**Exercise instructions:**
A - In the brown dwarf passage, in which city is the 243rd American Astronomical Society meeting being held?
B - Please pick up the passage on Faherty's brown dwarf work after its last sentence and carry it forward.

**Document segment:**
· · · · · · ·

I described her hunt for brown dwarfs and the process of observing from the ground in a series of three articles (uno, dos, tres).

Back in 2013, Faherty was an NSF Fellow at the Universidad de Chile, but now she’s Senior Scientist and Senior Education Manager jointly in the Department of Astrophysics and the Department of Education at the American Museum of Natural History in New York City. And today, on the second day of the 243rd American Astronomical Society meeting, currently taking place in New Orleans, Louisiana, she presented her latest work on brown dwarfs.

· · · · · · ·

**Recorded data:**
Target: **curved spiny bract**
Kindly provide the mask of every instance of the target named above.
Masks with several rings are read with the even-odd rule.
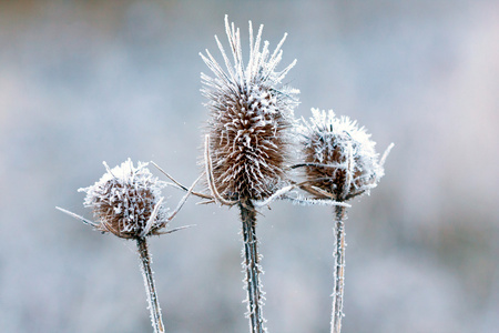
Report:
[[[213,182],[225,200],[263,200],[285,181],[298,91],[283,85],[282,80],[295,61],[276,72],[286,36],[271,54],[268,42],[261,49],[262,27],[254,40],[249,22],[249,60],[244,65],[240,30],[228,24],[227,17],[225,28],[233,62],[215,38],[226,70],[207,50],[206,56],[201,54],[214,74],[202,73],[202,92],[211,111],[207,132]]]

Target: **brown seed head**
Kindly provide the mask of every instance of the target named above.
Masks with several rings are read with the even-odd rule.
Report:
[[[297,105],[294,95],[298,91],[283,87],[281,81],[295,62],[275,72],[285,38],[271,56],[268,42],[259,49],[262,27],[254,41],[249,22],[249,60],[245,67],[240,30],[230,26],[226,17],[225,27],[234,64],[218,39],[227,71],[208,51],[207,57],[201,54],[215,74],[214,78],[202,74],[202,92],[211,110],[208,134],[214,185],[226,200],[261,200],[272,195],[284,179],[293,109]]]
[[[161,204],[159,181],[139,162],[133,167],[129,159],[110,170],[92,186],[79,189],[85,192],[84,205],[93,210],[98,229],[123,239],[138,239],[157,234],[166,225],[166,209]]]
[[[375,142],[347,117],[312,110],[301,127],[305,174],[310,185],[345,201],[368,192],[384,175]],[[318,195],[324,198],[323,195]]]

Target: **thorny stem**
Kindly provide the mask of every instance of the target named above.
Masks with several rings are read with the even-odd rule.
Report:
[[[265,320],[262,315],[263,291],[259,284],[258,249],[256,239],[256,211],[251,200],[241,202],[241,220],[243,222],[244,262],[247,283],[247,317],[249,319],[251,333],[264,333]]]
[[[330,319],[330,332],[340,333],[343,319],[343,295],[345,287],[345,219],[346,208],[337,205],[336,211],[336,242],[333,256],[335,259],[333,313]]]
[[[141,271],[144,276],[145,292],[147,293],[149,310],[151,311],[151,322],[154,333],[164,333],[163,320],[161,319],[160,301],[157,301],[156,289],[154,287],[153,272],[151,270],[151,256],[149,255],[147,241],[145,238],[136,239],[139,255],[141,258]]]

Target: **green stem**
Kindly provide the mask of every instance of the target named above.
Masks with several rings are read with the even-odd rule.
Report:
[[[251,333],[264,333],[264,319],[262,315],[263,291],[259,283],[258,249],[256,239],[256,211],[251,202],[246,200],[240,203],[241,220],[243,222],[243,242],[244,261],[243,266],[246,271],[246,291],[247,291],[247,316],[249,319]]]
[[[147,241],[145,238],[136,239],[136,246],[139,248],[139,255],[141,259],[141,271],[142,276],[144,278],[145,292],[147,294],[152,326],[154,329],[154,333],[164,333],[165,330],[161,317],[160,302],[157,301],[153,272],[151,270],[151,256],[149,255]]]
[[[346,208],[337,205],[336,211],[336,242],[333,256],[335,259],[333,313],[330,319],[330,332],[340,333],[343,319],[343,295],[345,287],[345,219]]]

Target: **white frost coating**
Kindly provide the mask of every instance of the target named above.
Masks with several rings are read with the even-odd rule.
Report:
[[[84,205],[98,213],[96,222],[106,224],[102,214],[119,216],[122,223],[119,232],[147,232],[163,225],[167,219],[167,209],[162,204],[161,189],[166,183],[160,181],[146,168],[149,163],[139,162],[133,167],[129,159],[121,165],[110,169],[103,162],[106,172],[93,185],[79,189],[85,192]],[[103,212],[102,208],[108,208]],[[154,221],[150,221],[153,212]],[[149,222],[149,223],[147,223]],[[109,226],[109,224],[106,224]]]
[[[344,169],[347,182],[342,194],[344,199],[364,192],[369,193],[369,190],[377,185],[385,174],[383,164],[393,143],[379,160],[375,151],[376,143],[370,140],[370,134],[365,128],[359,128],[357,122],[348,117],[335,117],[333,110],[326,112],[312,109],[309,121],[302,119],[302,123],[297,129],[302,147],[313,150],[316,162],[309,163],[307,168]],[[339,153],[336,163],[328,161],[333,151]]]
[[[249,59],[243,61],[241,33],[230,24],[225,17],[225,32],[228,38],[228,50],[215,37],[223,58],[221,65],[210,53],[200,53],[203,61],[213,72],[213,78],[201,74],[203,95],[211,110],[210,133],[212,137],[212,161],[214,183],[225,182],[222,196],[234,198],[241,192],[236,184],[243,178],[241,172],[252,174],[245,179],[245,186],[253,190],[256,198],[268,195],[269,184],[283,175],[283,165],[268,163],[271,159],[265,151],[292,142],[294,108],[298,104],[298,90],[282,83],[296,60],[282,71],[276,71],[282,59],[282,46],[286,34],[271,52],[268,42],[262,41],[263,26],[256,37],[249,22]],[[262,46],[263,44],[263,46]],[[232,57],[231,57],[232,56]],[[221,62],[222,63],[222,62]],[[220,143],[218,143],[220,142]],[[286,152],[283,152],[283,157]],[[244,162],[244,161],[246,162]],[[236,163],[234,163],[236,162]],[[244,164],[245,169],[240,167]],[[248,165],[251,164],[251,165]],[[263,194],[266,193],[266,194]]]

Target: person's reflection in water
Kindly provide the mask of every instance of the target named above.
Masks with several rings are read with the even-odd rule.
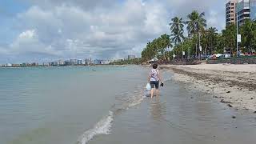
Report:
[[[159,98],[156,98],[155,100],[151,102],[150,113],[154,120],[161,121],[164,119],[164,115],[166,112],[164,104],[165,103],[161,103]]]

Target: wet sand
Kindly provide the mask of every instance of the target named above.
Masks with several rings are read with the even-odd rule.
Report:
[[[188,83],[188,89],[210,94],[236,110],[256,113],[256,65],[164,66],[174,72],[174,79]]]
[[[162,70],[166,73],[166,70]],[[160,98],[116,115],[109,135],[90,144],[254,144],[256,115],[226,107],[189,83],[165,78]],[[235,117],[235,118],[234,118]]]

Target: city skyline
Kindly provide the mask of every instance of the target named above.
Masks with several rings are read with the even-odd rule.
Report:
[[[208,26],[222,30],[226,2],[2,1],[0,63],[138,57],[145,43],[170,34],[177,14],[186,19],[193,10],[205,11]]]

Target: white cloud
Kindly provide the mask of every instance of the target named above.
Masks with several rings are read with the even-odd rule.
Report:
[[[210,26],[220,28],[225,21],[220,16],[225,10],[212,6],[222,6],[221,0],[27,1],[32,6],[17,14],[14,25],[20,34],[8,51],[28,58],[139,55],[148,41],[170,33],[168,23],[174,15],[186,19],[197,9],[206,11]]]

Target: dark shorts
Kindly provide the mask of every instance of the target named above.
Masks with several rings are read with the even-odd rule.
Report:
[[[159,88],[159,81],[150,81],[151,88],[155,88],[158,90]]]

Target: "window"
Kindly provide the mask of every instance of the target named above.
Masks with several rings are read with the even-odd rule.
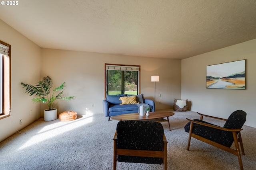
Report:
[[[138,94],[140,66],[105,64],[105,95]]]
[[[11,46],[0,41],[0,119],[10,116]]]

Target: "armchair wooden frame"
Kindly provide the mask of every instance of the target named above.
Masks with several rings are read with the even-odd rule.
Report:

· · · · · · ·

**Responses to the exercise:**
A - New Orleans, Louisiana.

B -
Instead of using a ground-based observatory in Chile, she leveraged NASA’s powerful space-based JWST to make an exciting discovery about the atmosphere of a brown dwarf…

That’s right! Atmosphere. Brown dwarfs don’t have enough mass to sustain nuclear fusion (and shine) like stars, but they aren’t exactly planets either. “There’s no good word,” Faherty said, so she prefers to refer to “extrasolar worlds” to avoid confusion with the problematic words “star” and “planet.”

As I described in one of the 2013 articles about Faherty’s work, she studies the coolest brown dwarfs, ranging in temperature from “the setting to cook your turkey at Thanksgiving to a cold day at the North Pole,” as she said during the press conference.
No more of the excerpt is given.